> _Assignment_
Below are records; give the number of their lines that hold the word "sombrero", and write nothing more.

Dataset entries:
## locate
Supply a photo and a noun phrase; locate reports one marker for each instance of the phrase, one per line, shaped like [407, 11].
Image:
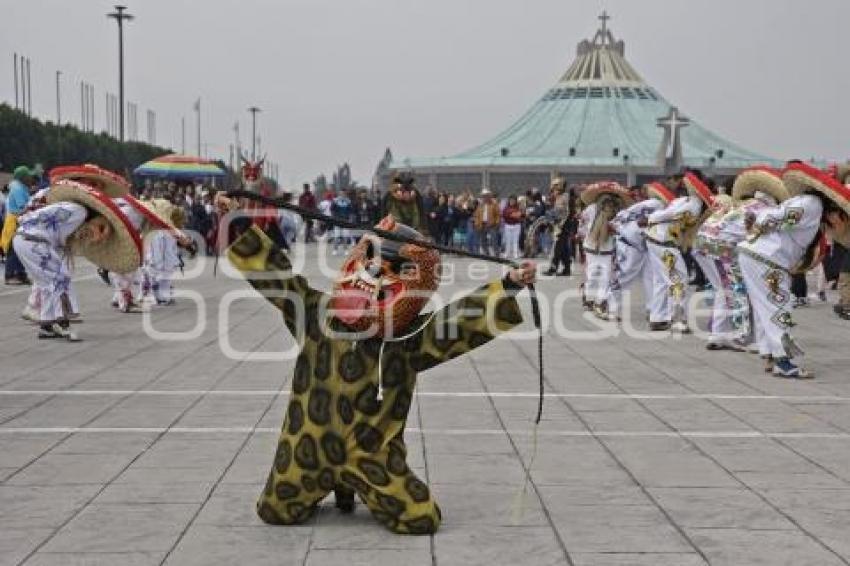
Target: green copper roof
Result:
[600, 111]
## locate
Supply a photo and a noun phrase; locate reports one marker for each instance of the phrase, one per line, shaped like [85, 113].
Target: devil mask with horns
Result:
[383, 285]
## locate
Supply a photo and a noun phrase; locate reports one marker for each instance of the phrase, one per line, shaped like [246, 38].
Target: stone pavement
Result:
[125, 450]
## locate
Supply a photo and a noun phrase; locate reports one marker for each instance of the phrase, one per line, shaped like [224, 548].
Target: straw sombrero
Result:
[698, 189]
[105, 181]
[800, 177]
[765, 179]
[593, 192]
[661, 192]
[122, 251]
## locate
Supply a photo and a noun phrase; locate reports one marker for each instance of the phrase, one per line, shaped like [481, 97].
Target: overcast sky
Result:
[342, 80]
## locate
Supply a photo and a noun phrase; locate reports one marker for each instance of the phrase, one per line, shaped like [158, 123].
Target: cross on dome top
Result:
[604, 17]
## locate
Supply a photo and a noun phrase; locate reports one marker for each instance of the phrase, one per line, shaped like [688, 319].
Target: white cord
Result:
[381, 351]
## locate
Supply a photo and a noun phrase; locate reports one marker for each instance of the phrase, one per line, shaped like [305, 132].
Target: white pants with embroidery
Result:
[670, 283]
[124, 285]
[51, 279]
[721, 310]
[769, 289]
[162, 259]
[598, 276]
[630, 265]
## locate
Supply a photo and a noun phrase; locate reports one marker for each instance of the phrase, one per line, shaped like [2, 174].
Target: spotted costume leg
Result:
[396, 497]
[292, 493]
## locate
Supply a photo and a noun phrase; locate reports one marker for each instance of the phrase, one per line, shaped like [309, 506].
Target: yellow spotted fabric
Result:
[338, 431]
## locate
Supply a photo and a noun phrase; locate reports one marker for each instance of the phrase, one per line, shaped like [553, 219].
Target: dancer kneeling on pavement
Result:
[77, 220]
[785, 239]
[668, 233]
[362, 346]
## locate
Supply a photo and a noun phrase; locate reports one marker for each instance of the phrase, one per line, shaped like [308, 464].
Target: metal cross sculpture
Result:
[670, 152]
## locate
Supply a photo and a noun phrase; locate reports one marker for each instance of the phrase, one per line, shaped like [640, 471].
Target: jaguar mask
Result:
[383, 285]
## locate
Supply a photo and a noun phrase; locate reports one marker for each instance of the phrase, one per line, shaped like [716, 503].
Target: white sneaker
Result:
[67, 333]
[681, 328]
[30, 314]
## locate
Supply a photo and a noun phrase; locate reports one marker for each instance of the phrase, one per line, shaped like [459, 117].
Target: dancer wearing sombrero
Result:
[785, 239]
[630, 258]
[147, 221]
[98, 178]
[162, 254]
[77, 220]
[668, 232]
[715, 251]
[603, 200]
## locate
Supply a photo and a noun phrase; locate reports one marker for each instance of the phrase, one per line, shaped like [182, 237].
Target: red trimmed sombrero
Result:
[593, 192]
[107, 182]
[760, 178]
[698, 189]
[154, 219]
[122, 250]
[661, 192]
[800, 177]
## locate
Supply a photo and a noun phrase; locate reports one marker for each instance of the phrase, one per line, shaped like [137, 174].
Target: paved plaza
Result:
[126, 450]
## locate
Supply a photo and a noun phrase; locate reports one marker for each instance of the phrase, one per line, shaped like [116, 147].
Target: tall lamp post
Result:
[253, 110]
[120, 15]
[58, 99]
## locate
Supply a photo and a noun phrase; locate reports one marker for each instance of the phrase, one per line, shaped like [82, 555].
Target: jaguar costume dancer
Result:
[362, 346]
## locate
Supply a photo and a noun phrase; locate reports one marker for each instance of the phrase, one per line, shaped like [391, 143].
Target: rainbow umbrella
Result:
[179, 167]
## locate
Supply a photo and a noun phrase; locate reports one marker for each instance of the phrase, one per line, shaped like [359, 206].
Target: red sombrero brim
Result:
[154, 219]
[111, 184]
[122, 252]
[659, 191]
[593, 192]
[698, 188]
[764, 179]
[800, 177]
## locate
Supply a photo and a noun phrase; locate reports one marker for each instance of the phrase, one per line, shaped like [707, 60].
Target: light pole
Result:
[58, 98]
[253, 110]
[16, 81]
[120, 15]
[29, 89]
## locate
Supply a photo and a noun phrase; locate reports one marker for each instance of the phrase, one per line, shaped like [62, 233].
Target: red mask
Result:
[383, 285]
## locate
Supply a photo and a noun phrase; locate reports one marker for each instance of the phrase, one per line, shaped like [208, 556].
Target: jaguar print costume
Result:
[344, 426]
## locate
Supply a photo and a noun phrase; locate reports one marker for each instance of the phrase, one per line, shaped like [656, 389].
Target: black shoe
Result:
[344, 499]
[104, 275]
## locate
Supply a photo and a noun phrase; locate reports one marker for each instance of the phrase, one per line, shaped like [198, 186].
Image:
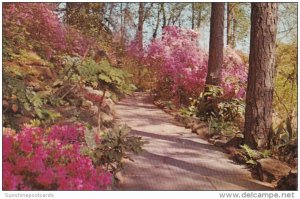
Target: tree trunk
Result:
[164, 15]
[139, 37]
[193, 15]
[233, 39]
[216, 44]
[157, 23]
[199, 18]
[228, 25]
[258, 116]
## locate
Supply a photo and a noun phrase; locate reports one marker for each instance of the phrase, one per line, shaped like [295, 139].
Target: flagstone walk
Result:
[175, 158]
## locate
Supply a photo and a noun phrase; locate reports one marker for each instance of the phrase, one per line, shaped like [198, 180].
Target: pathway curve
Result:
[174, 158]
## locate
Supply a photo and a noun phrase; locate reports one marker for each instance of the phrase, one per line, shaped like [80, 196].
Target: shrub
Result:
[182, 66]
[49, 159]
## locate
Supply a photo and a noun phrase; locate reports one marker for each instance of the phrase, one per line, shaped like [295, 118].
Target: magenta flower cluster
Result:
[182, 64]
[49, 159]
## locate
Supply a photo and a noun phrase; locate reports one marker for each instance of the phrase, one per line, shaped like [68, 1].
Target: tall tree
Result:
[258, 116]
[139, 34]
[216, 44]
[193, 15]
[159, 10]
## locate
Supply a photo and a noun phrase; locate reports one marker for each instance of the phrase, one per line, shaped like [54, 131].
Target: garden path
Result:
[175, 158]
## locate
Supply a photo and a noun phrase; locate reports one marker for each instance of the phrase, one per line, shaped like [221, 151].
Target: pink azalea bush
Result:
[49, 159]
[35, 26]
[182, 65]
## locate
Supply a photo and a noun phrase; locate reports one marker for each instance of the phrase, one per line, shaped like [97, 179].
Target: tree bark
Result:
[164, 15]
[258, 115]
[216, 44]
[228, 25]
[139, 35]
[193, 15]
[157, 22]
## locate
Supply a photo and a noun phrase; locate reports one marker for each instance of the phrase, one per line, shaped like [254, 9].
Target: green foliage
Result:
[252, 155]
[223, 115]
[112, 148]
[98, 75]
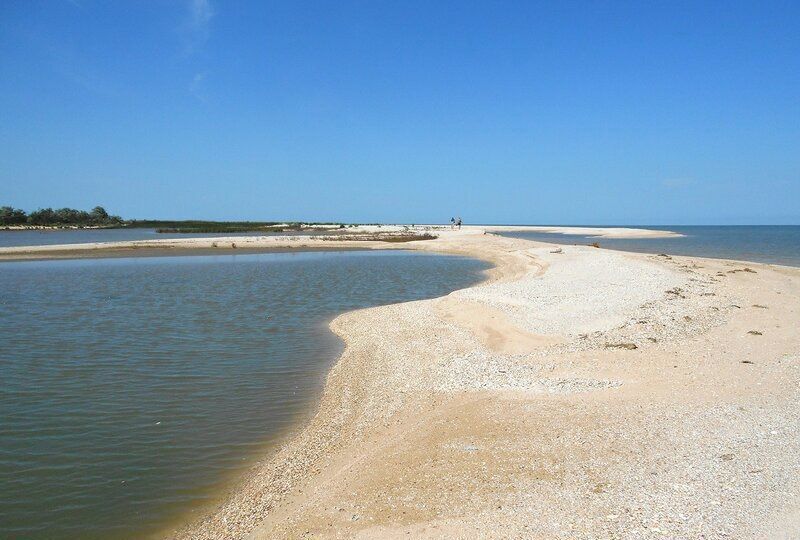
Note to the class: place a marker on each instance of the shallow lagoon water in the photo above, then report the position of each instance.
(47, 237)
(132, 388)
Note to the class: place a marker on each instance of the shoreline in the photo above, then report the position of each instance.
(211, 245)
(531, 403)
(333, 478)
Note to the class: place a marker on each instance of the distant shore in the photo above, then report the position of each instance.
(359, 237)
(587, 392)
(577, 391)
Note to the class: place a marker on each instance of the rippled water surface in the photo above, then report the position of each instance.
(774, 244)
(133, 387)
(46, 237)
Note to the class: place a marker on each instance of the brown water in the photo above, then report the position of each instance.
(133, 387)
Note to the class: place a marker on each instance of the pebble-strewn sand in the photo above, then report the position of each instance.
(584, 393)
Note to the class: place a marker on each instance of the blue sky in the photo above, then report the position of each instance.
(501, 112)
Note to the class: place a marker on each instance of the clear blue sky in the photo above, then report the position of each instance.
(502, 112)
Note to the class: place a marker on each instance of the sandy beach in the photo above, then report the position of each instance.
(576, 393)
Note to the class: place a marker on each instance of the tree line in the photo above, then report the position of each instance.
(61, 216)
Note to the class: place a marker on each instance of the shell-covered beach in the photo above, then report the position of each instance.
(576, 393)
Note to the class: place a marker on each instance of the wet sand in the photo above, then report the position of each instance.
(576, 393)
(586, 393)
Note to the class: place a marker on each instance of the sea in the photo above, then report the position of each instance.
(772, 244)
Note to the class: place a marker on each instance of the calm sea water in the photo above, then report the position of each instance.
(132, 388)
(82, 236)
(766, 243)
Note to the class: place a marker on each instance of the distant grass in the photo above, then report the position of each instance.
(367, 237)
(198, 226)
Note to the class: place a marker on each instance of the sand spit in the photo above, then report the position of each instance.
(600, 232)
(586, 394)
(360, 237)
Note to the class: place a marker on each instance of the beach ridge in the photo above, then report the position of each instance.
(427, 427)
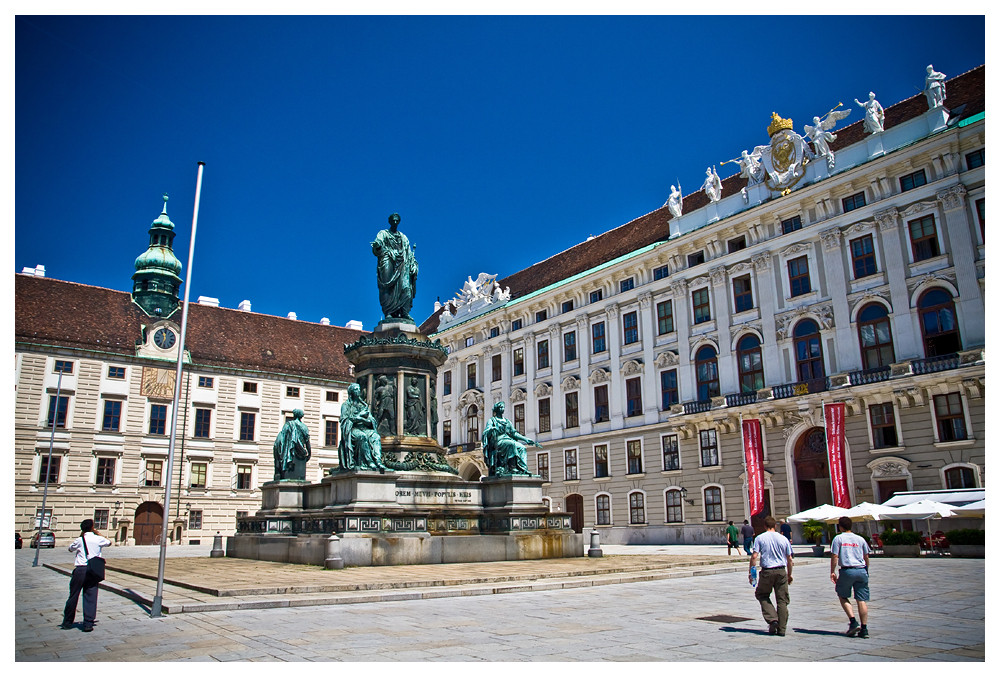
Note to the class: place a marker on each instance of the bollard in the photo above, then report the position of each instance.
(217, 550)
(595, 544)
(333, 558)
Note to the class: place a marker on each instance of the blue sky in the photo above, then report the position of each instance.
(499, 140)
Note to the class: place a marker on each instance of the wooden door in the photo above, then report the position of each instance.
(148, 527)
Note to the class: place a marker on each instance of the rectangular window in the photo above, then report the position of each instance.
(668, 389)
(671, 453)
(244, 477)
(542, 461)
(630, 326)
(597, 333)
(883, 426)
(853, 202)
(633, 450)
(863, 257)
(495, 368)
(742, 293)
(923, 238)
(49, 467)
(543, 354)
(157, 419)
(105, 471)
(709, 448)
(544, 418)
(571, 473)
(911, 181)
(601, 460)
(112, 415)
(199, 475)
(798, 276)
(154, 474)
(950, 417)
(202, 422)
(633, 396)
(248, 426)
(601, 411)
(664, 317)
(572, 410)
(700, 303)
(569, 346)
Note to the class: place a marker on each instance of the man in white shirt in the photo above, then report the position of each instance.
(851, 552)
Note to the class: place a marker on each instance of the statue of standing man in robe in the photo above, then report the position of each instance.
(397, 272)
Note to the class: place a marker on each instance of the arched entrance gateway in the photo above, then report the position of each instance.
(148, 523)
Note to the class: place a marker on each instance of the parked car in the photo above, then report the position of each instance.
(43, 539)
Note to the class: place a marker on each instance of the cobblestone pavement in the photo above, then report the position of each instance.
(928, 609)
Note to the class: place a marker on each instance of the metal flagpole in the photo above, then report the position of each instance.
(155, 611)
(48, 468)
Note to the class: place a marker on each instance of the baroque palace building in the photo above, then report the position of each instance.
(847, 269)
(116, 352)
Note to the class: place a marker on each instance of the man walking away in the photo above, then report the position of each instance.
(851, 551)
(747, 532)
(775, 555)
(732, 539)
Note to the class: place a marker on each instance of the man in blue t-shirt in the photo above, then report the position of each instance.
(851, 552)
(775, 555)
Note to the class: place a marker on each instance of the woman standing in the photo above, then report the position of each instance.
(87, 546)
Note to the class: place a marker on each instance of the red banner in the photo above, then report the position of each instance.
(834, 416)
(753, 452)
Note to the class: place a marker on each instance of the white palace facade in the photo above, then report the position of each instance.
(856, 276)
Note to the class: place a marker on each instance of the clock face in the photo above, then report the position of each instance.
(164, 338)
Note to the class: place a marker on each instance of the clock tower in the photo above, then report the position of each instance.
(156, 282)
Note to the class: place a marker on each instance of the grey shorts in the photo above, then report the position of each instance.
(853, 579)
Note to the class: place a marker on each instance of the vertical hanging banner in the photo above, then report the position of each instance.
(753, 452)
(834, 416)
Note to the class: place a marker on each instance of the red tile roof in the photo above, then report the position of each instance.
(968, 88)
(71, 315)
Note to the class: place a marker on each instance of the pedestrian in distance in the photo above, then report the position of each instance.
(747, 532)
(732, 539)
(851, 552)
(775, 555)
(89, 545)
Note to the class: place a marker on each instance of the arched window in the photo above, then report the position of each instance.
(808, 351)
(707, 373)
(750, 364)
(937, 323)
(875, 335)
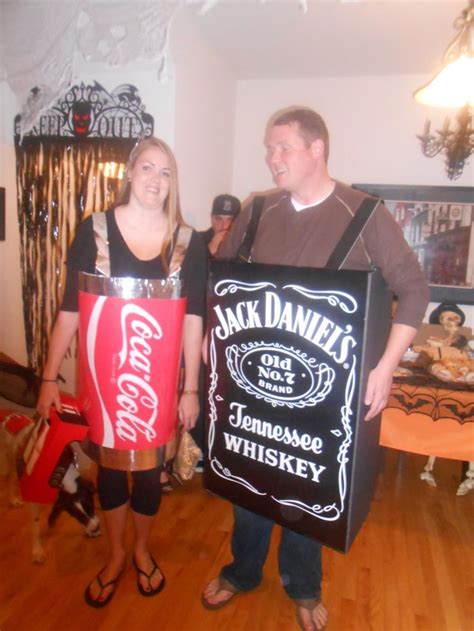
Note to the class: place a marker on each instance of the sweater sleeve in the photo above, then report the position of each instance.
(400, 267)
(194, 275)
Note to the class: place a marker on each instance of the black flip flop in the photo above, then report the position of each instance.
(96, 602)
(151, 591)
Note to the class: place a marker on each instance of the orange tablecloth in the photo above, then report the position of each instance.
(431, 419)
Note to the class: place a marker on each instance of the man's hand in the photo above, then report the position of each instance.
(188, 410)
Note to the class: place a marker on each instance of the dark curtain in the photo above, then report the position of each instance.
(60, 182)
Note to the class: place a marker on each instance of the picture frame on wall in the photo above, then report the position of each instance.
(438, 223)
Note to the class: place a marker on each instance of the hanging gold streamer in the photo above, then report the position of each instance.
(59, 183)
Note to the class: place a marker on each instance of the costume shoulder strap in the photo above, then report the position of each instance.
(179, 251)
(352, 232)
(102, 261)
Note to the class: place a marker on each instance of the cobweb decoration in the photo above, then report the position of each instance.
(38, 49)
(207, 5)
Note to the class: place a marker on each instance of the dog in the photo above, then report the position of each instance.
(75, 493)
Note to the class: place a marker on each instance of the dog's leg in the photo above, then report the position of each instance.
(468, 484)
(38, 554)
(427, 476)
(14, 497)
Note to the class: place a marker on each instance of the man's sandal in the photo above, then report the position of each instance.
(310, 604)
(222, 584)
(153, 590)
(98, 602)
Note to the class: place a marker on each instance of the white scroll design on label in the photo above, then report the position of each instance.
(138, 329)
(231, 286)
(331, 512)
(216, 465)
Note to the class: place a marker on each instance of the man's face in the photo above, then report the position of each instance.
(450, 320)
(292, 162)
(221, 223)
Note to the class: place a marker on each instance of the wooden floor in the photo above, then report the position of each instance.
(411, 567)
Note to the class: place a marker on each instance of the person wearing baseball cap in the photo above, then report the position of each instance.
(225, 209)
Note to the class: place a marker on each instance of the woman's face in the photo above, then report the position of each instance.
(150, 178)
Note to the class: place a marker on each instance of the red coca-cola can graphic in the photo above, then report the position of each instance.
(130, 335)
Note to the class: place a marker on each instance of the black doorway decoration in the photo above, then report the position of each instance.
(67, 168)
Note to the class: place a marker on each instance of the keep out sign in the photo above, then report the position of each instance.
(290, 350)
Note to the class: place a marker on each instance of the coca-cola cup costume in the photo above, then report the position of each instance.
(130, 333)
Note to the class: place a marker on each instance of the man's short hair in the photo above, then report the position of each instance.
(311, 125)
(226, 205)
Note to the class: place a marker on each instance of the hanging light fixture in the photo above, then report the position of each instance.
(453, 86)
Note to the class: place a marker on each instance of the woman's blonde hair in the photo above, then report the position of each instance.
(172, 208)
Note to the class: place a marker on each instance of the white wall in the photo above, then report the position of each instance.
(12, 334)
(205, 111)
(372, 122)
(193, 110)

> _Problem solution_
4